* [ARTICLE]:

Rex Murphy speaking at the University of British Columbia in 2014.
Rex Murphy speaking at the University of British Columbia in 2014. Credit: Province of British Columbia Credit: Province of British Columbia

Rex Murphy died last week, and all the usual suspects are sad. The print, online and broadcast media have been awash with over-the-top encomia, (a pretentious word Murphy would have used)  many from the fever swamps of the Canadian right and a few from more middle of the road observers. All portray him as Canada’s favorite Newfie, a bold commentator on politics and culture, a fearless opponent of everything “woke” and a loveably colourful character.

I beg to differ. But first, a few selections from the tsunami of treacle that has swept across the nation marking the death.

Many who came to praise Murphy echoed variations on fellow Maritimer and comic Mark Critch’s comment. Critch told the CBC “You might not agree with what Rex had to say, but oh, boy, could he ever say it.”

Right wing podcaster and celebrity Jordan Peterson told the National Post that “He was the kind of man who saw exactly what was plain for all to see, and was unforgiving in his proclivity to point all that obviousness out to the men and women who refuse to acknowledge the blinding beams obscuring their own vision.”

“Alberta’s government and her people send our condolences and love to the family, friends, and colleagues of Rex Murphy. Canada will never have a voice like his again- as a proud Newfoundlander he championed what he believed to be right for our country and was always a good and true friend to Alberta. Rest in peace, dearest Rex,” wrote Alberta Premier Danielle Smith.

And former Prime Minister Stephen Harper weighed in,  as well,  saying “Rex Murphy was one of the most intelligent and fiercely free-thinking journalists this country has ever known.”

We are often counseled to speak no  ill of the dead, advice that has never really made sense to me. What better time than the death of a public figure to assess their impact on public life?  That said, I should say that my negative assessment of Murphy is not based on any personal animus. The one time he interviewed me on CBC’s Cross Country Check-Up, he was perfectly amiable and civil. Nevertheless, I cannot bring myself to join in the chorus of praise that has followed his death.

Murphy built much of his public persona on a kind of Maritime minstrel show performance, a guy with a Newfoundland accent who knew big words! It would take all day to unpack just how meretricious and insulting that act was, and how steeped its success was in anti-Newfie stereotypes. Suffice it to say that the schtick was mildly entertaining on first encounter but got old and boring very soon.

* [CHALLENGES]:
A) Using only the Rex Murphy article, decide whether each statement agrees with it: (i) Mark Critch told the CBC that people might disagree with what Murphy said but that he could really say it; (ii) when Murphy interviewed the writer on Cross Country Check-Up, he was curt and hostile; (iii) the writer found Murphy's act entertaining for years on end. For each, answer yes or no and quote the words from the Rex Murphy article that decide it.
B) Render the records as a numbered list, starting at the first line of the records and ending at the line that contains "698;0;800;50", including both ends. Skip blank lines and leave out the picture.

* [RAW RECORDS]:
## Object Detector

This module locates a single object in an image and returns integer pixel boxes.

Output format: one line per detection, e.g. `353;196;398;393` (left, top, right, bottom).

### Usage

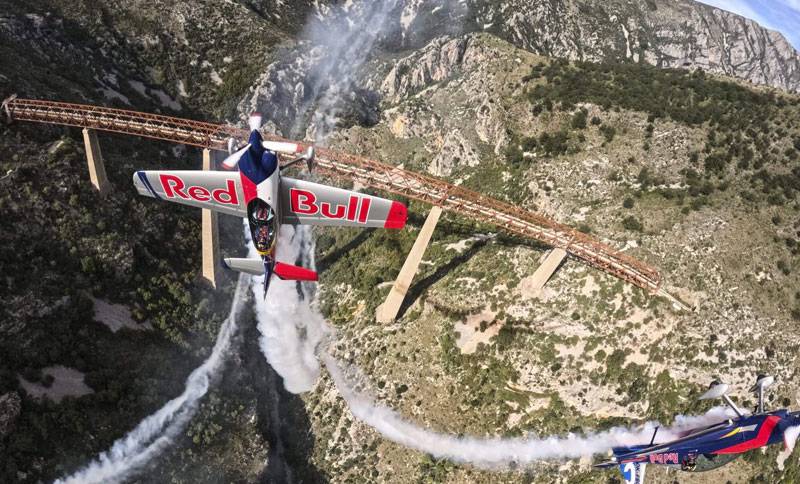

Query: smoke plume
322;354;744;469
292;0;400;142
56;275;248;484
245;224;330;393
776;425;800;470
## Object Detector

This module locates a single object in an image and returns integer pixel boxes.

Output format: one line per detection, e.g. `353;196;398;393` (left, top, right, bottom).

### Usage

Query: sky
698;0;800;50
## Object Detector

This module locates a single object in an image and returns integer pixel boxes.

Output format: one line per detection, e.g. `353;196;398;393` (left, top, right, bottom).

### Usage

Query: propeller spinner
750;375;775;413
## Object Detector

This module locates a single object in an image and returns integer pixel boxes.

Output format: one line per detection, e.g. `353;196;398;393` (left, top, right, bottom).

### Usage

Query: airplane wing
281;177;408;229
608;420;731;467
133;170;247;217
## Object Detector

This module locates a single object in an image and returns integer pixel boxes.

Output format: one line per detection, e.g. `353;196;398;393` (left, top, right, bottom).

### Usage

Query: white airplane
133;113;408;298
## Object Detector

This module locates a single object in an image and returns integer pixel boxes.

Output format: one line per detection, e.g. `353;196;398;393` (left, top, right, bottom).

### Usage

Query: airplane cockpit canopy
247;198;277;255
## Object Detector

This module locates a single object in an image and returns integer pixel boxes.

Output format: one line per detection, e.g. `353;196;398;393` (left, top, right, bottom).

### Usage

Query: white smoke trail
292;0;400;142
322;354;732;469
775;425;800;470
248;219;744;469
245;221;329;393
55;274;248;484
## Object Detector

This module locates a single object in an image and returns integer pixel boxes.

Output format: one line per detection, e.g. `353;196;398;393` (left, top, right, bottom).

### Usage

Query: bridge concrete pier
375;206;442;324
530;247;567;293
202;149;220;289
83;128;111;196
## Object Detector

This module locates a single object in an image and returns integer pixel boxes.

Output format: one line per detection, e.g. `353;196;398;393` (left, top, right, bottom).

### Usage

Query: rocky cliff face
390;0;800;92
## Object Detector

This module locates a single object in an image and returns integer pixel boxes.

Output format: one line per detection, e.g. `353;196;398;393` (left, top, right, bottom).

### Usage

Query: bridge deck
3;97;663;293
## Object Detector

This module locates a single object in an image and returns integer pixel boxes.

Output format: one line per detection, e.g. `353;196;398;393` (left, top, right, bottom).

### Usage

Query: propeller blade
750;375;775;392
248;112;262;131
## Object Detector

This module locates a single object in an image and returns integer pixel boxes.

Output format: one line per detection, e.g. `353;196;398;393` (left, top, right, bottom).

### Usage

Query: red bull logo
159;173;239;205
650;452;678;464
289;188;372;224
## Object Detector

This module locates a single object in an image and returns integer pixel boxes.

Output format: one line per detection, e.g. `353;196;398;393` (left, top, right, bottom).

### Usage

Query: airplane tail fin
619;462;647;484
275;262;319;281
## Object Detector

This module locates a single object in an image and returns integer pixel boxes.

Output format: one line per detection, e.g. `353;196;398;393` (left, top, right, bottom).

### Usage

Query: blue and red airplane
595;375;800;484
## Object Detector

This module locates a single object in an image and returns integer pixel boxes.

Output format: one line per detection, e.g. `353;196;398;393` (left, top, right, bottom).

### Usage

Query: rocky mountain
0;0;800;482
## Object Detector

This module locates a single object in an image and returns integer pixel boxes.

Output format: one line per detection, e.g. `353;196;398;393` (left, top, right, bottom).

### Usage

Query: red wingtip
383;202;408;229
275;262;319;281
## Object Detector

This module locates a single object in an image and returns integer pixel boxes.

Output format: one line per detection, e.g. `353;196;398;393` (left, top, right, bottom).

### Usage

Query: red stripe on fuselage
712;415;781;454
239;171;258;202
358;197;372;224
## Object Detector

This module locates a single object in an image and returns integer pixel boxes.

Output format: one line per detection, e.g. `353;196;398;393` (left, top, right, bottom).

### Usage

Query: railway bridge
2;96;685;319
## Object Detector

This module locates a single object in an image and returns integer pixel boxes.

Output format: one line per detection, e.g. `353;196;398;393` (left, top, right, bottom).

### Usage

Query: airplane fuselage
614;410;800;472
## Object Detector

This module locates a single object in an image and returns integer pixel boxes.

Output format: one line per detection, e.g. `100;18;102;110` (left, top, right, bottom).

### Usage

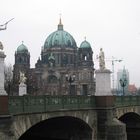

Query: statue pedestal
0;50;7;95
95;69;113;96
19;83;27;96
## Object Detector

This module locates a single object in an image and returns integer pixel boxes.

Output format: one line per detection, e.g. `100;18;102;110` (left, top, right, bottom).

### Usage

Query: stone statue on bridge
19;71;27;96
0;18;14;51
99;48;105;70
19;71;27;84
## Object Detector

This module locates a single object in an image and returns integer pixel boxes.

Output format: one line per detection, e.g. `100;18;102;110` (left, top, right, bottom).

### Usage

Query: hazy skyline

* [COMPLETE ANSWERS]:
A)
(i) Yes: "You might not agree with what Rex had to say, but oh, boy, could he ever say it."
(ii) No: "he was perfectly amiable and civil."
(iii) No: "the schtick was mildly entertaining on first encounter but got old and boring very soon."

B)
1. ## Object Detector
2. This module locates a single object in an image and returns integer pixel boxes.
3. Output format: one line per detection, e.g. `353;196;398;393` (left, top, right, bottom).
4. ### Usage
5. Query: smoke plume
6. 322;354;744;469
7. 292;0;400;142
8. 56;275;248;484
9. 245;224;330;393
10. 776;425;800;470
11. ## Object Detector
12. This module locates a single object in an image and returns integer pixel boxes.
13. Output format: one line per detection, e.g. `353;196;398;393` (left, top, right, bottom).
14. ### Usage
15. Query: sky
16. 698;0;800;50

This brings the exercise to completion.